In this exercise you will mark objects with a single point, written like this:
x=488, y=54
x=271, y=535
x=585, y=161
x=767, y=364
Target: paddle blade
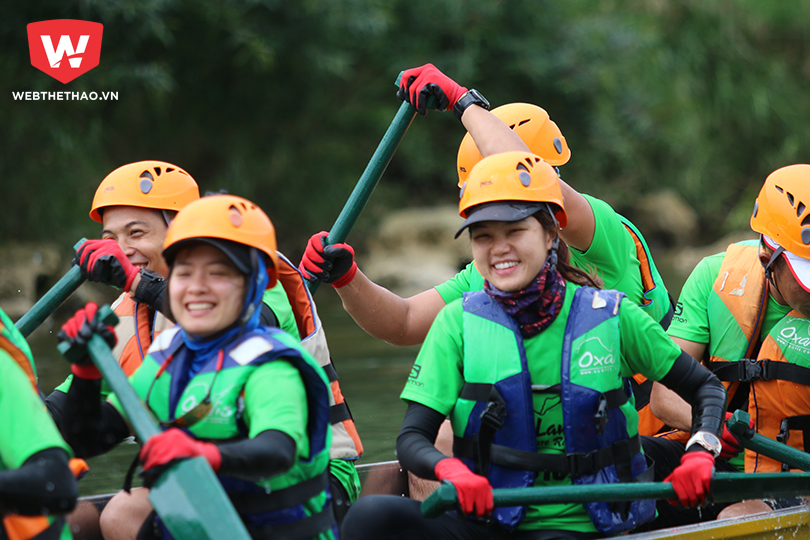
x=186, y=503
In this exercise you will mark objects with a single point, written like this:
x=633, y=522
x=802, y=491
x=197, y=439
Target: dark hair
x=568, y=272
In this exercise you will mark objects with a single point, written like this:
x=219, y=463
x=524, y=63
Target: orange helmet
x=145, y=184
x=224, y=217
x=532, y=124
x=782, y=209
x=523, y=180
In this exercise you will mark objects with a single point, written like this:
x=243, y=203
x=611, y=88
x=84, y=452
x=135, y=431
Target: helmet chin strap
x=769, y=275
x=552, y=256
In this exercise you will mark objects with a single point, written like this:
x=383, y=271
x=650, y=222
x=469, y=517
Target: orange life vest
x=346, y=443
x=780, y=405
x=135, y=331
x=736, y=310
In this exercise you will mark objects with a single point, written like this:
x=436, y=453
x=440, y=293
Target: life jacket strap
x=567, y=464
x=309, y=527
x=749, y=369
x=260, y=502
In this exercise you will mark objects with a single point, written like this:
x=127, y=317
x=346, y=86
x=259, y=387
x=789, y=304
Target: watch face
x=712, y=439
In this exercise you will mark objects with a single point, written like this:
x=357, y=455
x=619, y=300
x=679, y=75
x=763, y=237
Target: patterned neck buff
x=536, y=306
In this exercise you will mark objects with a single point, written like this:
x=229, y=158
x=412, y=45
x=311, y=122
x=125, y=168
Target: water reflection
x=372, y=374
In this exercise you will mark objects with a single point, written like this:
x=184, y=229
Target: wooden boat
x=388, y=478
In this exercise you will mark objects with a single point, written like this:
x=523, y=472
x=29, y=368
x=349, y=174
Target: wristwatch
x=468, y=98
x=707, y=440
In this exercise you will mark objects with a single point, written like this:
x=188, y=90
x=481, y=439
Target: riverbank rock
x=414, y=250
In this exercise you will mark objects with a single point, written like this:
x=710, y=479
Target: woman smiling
x=246, y=397
x=532, y=374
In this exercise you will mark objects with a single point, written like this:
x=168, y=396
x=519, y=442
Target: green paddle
x=726, y=487
x=371, y=176
x=188, y=497
x=52, y=299
x=739, y=424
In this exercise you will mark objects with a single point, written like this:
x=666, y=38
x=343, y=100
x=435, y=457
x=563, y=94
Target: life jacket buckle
x=751, y=369
x=601, y=417
x=493, y=415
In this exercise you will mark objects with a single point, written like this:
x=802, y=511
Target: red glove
x=78, y=330
x=103, y=261
x=418, y=84
x=474, y=491
x=331, y=264
x=731, y=443
x=692, y=479
x=173, y=444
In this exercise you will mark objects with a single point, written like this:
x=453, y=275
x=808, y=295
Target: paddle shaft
x=739, y=425
x=369, y=179
x=726, y=487
x=188, y=497
x=51, y=300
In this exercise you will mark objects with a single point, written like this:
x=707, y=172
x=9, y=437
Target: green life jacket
x=267, y=505
x=493, y=418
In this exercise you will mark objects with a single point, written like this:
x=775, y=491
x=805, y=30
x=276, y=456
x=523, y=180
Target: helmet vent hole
x=235, y=216
x=145, y=185
x=525, y=178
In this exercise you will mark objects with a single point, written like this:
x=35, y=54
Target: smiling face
x=206, y=290
x=140, y=232
x=510, y=254
x=789, y=291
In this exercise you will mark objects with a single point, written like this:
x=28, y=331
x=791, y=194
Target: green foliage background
x=284, y=102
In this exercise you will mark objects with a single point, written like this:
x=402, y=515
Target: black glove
x=331, y=264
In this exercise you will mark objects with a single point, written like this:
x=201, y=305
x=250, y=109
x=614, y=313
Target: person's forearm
x=700, y=387
x=43, y=484
x=415, y=448
x=668, y=407
x=268, y=454
x=384, y=315
x=490, y=134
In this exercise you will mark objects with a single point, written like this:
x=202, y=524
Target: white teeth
x=199, y=306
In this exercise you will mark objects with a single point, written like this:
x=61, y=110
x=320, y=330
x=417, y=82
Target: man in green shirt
x=730, y=304
x=35, y=477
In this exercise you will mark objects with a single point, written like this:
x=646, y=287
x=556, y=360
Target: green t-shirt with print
x=691, y=321
x=436, y=382
x=612, y=254
x=284, y=408
x=26, y=427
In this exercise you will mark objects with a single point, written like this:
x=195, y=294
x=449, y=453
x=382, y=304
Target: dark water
x=372, y=374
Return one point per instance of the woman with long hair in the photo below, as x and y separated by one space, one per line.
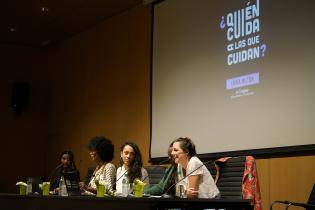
────────────────────
(Short exercise)
Pick out every line in the rows above that contains the string "orange", and copy those lines. Case matters.

(Final result)
Target: orange helmet
Target: orange life vest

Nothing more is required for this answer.